__PROBLEM REQUIREMENTS__:
Retype the stretch of the aspirin and heart disease article from "Risk increased with" through "benefit from aspirin.", word for word.

__SELECTED TEXT__:
###

UK researchers found men from the age of 48 and women aged 58 and over were at risk of developing CHD, suggesting everyone in these groups would benefit from the drug.
The role of aspirin for secondary prevention of CHD is already well established, with GPs routinely prescribing it to patients who have already suffered a heart attack or a stroke.
But the researchers warn that aspirin should not be prescribed to patients who suffer from stomach ulcers or have a history of GI bleeding.
What is the research?
The findings are based on a study of 12,000 patients selected from 304 general practices throughout England and Wales.
Patients were eligible for the study if they had no history of CHD and diabetes, had not been prescribed any lipid lowering drugs and were aged between 30 and 74 years old.
The researchers used the Joint British Societies (JBS2) cardiovascular risk calculator, which uses seven risk factors (age, sex, systolic or diastolic BP, smoking status, diabetes status, total and HDL cholesterol) to calculate CHD risk in the patients.
They then used mathematical modelling to establish the average age at which men and women moved from a low risk of CHD, below 10 per cent, to a high risk, greater than 10 per cent.
These thresholds were based on 10-year CHD risk estimates developed by the American Heart Association to identify the point at which the cardio-protective benefit of aspirin therapy outweighs the risk of bleeding. The researchers found that the average 10-year CHD risk in the population was 9 per cent (11 per cent for men and 7 per cent for women).
Risk increased with age and the transition from low to high risk occurred at 47.8 years for men and 57.3 years for women.
What do the researchers say?
Lead researcher Dr Iskandar Idris, consultant physician in diabetes and endocrinology and senior lecturer at the University of Sheffield, said: 'Our findings suggest that most men over the age of 48 years and women over 57 years would benefit from aspirin.
'They should routinely be considered for aspirin therapy since for most of them, their 10-year CHD risks are high enough.'
However, as is the case for most population studies, not all patients above the age thresholds would necessarily benefit, warned Dr Idris.
The final decision to start aspirin should therefore be made following discussions with their respective healthcare providers, he said.

###

__ENTRIES SUPPLIED__:

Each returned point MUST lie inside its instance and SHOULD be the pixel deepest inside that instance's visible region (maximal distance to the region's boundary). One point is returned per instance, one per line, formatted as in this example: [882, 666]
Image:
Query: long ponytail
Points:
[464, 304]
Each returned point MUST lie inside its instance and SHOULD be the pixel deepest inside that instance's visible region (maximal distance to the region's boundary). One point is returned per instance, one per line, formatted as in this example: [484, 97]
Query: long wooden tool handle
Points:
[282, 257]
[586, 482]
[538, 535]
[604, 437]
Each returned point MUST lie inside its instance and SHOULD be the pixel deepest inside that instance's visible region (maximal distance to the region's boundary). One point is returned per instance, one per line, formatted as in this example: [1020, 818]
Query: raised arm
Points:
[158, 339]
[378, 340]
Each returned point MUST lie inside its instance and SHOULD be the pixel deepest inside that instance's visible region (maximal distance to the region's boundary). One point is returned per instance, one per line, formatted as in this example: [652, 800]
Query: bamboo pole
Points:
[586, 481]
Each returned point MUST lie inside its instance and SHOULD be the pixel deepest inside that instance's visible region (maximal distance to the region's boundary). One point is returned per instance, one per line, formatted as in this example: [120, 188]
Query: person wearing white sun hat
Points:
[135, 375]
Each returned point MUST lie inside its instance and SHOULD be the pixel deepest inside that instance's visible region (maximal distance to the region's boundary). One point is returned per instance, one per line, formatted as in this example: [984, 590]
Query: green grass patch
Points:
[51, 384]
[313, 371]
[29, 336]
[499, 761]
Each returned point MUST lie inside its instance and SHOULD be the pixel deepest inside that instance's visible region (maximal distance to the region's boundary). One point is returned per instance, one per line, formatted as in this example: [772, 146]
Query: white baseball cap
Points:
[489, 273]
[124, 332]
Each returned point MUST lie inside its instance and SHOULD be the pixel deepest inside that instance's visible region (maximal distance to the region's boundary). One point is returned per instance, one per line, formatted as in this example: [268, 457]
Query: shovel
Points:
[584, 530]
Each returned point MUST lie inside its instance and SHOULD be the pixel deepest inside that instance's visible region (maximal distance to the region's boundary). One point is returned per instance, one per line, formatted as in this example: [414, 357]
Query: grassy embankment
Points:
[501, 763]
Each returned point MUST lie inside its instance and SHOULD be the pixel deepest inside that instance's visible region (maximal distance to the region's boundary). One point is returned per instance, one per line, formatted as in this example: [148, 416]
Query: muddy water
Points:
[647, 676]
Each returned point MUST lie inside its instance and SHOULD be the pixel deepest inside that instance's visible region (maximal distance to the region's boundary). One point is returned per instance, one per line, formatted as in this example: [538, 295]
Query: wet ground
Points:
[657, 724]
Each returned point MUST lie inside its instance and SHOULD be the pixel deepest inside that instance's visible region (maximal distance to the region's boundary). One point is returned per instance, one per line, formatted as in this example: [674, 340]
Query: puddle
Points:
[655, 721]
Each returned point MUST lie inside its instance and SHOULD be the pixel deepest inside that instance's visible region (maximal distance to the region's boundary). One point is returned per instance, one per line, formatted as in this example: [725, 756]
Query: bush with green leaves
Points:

###

__EXERCISE ANSWER__:
Risk increased with age and the transition from low to high risk occurred at 47.8 years for men and 57.3 years for women.
What do the researchers say?
Lead researcher Dr Iskandar Idris, consultant physician in diabetes and endocrinology and senior lecturer at the University of Sheffield, said: 'Our findings suggest that most men over the age of 48 years and women over 57 years would benefit from aspirin.